## Task details
Can you render every line of the material below as a Markdown table with the columns "Row" and "Entry", numbering each row and leaving out blank lines?

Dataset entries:
══════════════════════════════

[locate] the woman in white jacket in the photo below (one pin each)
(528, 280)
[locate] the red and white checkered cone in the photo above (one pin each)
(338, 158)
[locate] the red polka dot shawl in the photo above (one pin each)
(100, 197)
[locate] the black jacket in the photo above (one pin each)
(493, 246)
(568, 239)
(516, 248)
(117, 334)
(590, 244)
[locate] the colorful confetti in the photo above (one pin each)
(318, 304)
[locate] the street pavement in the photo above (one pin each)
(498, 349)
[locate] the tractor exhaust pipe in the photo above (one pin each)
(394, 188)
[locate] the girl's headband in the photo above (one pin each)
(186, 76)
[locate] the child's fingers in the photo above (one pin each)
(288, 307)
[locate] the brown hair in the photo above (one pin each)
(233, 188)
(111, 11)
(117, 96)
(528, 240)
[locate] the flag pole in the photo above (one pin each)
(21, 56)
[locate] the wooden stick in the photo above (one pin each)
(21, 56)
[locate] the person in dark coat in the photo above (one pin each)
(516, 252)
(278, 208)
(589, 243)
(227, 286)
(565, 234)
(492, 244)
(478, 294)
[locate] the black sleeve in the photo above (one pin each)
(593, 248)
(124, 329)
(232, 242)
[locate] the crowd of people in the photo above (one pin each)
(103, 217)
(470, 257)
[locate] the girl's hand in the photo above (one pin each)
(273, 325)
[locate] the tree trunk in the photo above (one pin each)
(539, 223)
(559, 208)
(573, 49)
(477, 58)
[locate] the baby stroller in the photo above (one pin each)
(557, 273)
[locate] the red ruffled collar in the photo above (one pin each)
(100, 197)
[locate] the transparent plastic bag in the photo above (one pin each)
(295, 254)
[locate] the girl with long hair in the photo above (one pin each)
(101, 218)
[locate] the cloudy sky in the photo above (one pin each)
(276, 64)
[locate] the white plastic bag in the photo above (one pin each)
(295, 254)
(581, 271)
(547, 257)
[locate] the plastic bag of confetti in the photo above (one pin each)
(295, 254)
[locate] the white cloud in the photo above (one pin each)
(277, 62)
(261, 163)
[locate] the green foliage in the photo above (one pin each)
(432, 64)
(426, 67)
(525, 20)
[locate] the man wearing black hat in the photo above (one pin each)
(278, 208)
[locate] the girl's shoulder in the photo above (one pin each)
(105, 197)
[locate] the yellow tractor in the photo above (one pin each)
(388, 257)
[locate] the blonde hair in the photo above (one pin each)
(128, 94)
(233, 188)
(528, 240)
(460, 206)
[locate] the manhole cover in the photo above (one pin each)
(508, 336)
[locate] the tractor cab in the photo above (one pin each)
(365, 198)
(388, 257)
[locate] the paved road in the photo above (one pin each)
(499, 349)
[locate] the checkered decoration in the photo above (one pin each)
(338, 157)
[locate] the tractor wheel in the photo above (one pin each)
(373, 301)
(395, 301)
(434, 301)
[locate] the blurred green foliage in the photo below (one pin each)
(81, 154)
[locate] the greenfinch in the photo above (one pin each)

══════════════════════════════

## Result for this task
| Row | Entry |
|---|---|
| 1 | [locate] the woman in white jacket in the photo below (one pin each) |
| 2 | (528, 280) |
| 3 | [locate] the red and white checkered cone in the photo above (one pin each) |
| 4 | (338, 158) |
| 5 | [locate] the red polka dot shawl in the photo above (one pin each) |
| 6 | (100, 197) |
| 7 | [locate] the black jacket in the photo above (one pin each) |
| 8 | (493, 246) |
| 9 | (568, 239) |
| 10 | (516, 248) |
| 11 | (117, 334) |
| 12 | (590, 244) |
| 13 | [locate] the colorful confetti in the photo above (one pin each) |
| 14 | (318, 304) |
| 15 | [locate] the street pavement in the photo above (one pin each) |
| 16 | (498, 349) |
| 17 | [locate] the tractor exhaust pipe in the photo above (one pin each) |
| 18 | (394, 188) |
| 19 | [locate] the girl's headband in the photo above (one pin each) |
| 20 | (186, 76) |
| 21 | [locate] the child's fingers in the photo above (one pin each) |
| 22 | (288, 307) |
| 23 | [locate] the brown hair in the photo above (one pin each) |
| 24 | (233, 188) |
| 25 | (111, 11) |
| 26 | (117, 96) |
| 27 | (528, 240) |
| 28 | [locate] the flag pole in the photo above (one pin each) |
| 29 | (21, 56) |
| 30 | [locate] the wooden stick in the photo above (one pin each) |
| 31 | (21, 56) |
| 32 | [locate] the person in dark coat in the photo above (one pin each) |
| 33 | (516, 252) |
| 34 | (278, 208) |
| 35 | (589, 243) |
| 36 | (227, 286) |
| 37 | (565, 234) |
| 38 | (492, 244) |
| 39 | (478, 294) |
| 40 | [locate] the black sleeve in the photo above (one pin each) |
| 41 | (593, 248) |
| 42 | (124, 329) |
| 43 | (232, 242) |
| 44 | [locate] the crowd of people in the photo above (one pin each) |
| 45 | (103, 217) |
| 46 | (470, 257) |
| 47 | [locate] the girl's hand in the photo above (one pin each) |
| 48 | (273, 325) |
| 49 | [locate] the tree trunk in the photo above (one pin each) |
| 50 | (539, 223) |
| 51 | (559, 208) |
| 52 | (573, 49) |
| 53 | (477, 58) |
| 54 | [locate] the baby stroller in the photo above (one pin each) |
| 55 | (557, 273) |
| 56 | [locate] the red ruffled collar in the photo above (one pin each) |
| 57 | (100, 197) |
| 58 | [locate] the transparent plastic bag in the photo above (one pin each) |
| 59 | (295, 254) |
| 60 | [locate] the girl with long hair in the photo above (one pin each) |
| 61 | (101, 218) |
| 62 | [locate] the cloudy sky in the photo above (one pin each) |
| 63 | (276, 64) |
| 64 | [locate] the white plastic bag in the photo above (one pin each) |
| 65 | (295, 254) |
| 66 | (581, 271) |
| 67 | (547, 257) |
| 68 | [locate] the plastic bag of confetti in the photo above (one pin each) |
| 69 | (295, 254) |
| 70 | [locate] the white cloud in the photo above (one pin each) |
| 71 | (277, 62) |
| 72 | (261, 163) |
| 73 | [locate] the green foliage in the photo above (one pin each) |
| 74 | (432, 64) |
| 75 | (426, 67) |
| 76 | (525, 20) |
| 77 | [locate] the man wearing black hat in the photo above (one pin each) |
| 78 | (278, 208) |
| 79 | [locate] the girl's shoulder in the photo above (one pin each) |
| 80 | (105, 197) |
| 81 | [locate] the yellow tractor in the photo above (one pin each) |
| 82 | (388, 257) |
| 83 | [locate] the blonde hair in the photo above (one pin each) |
| 84 | (128, 94) |
| 85 | (233, 188) |
| 86 | (528, 240) |
| 87 | (460, 206) |
| 88 | [locate] the manhole cover in the photo above (one pin each) |
| 89 | (508, 336) |
| 90 | [locate] the tractor cab in the photo above (one pin each) |
| 91 | (365, 198) |
| 92 | (388, 257) |
| 93 | [locate] the paved road in the photo above (one pin each) |
| 94 | (499, 349) |
| 95 | [locate] the checkered decoration in the photo above (one pin each) |
| 96 | (338, 157) |
| 97 | [locate] the tractor wheel in the photo above (one pin each) |
| 98 | (373, 301) |
| 99 | (395, 301) |
| 100 | (434, 301) |
| 101 | [locate] the blurred green foliage in the photo below (one pin each) |
| 102 | (81, 154) |
| 103 | [locate] the greenfinch in the photo above (one pin each) |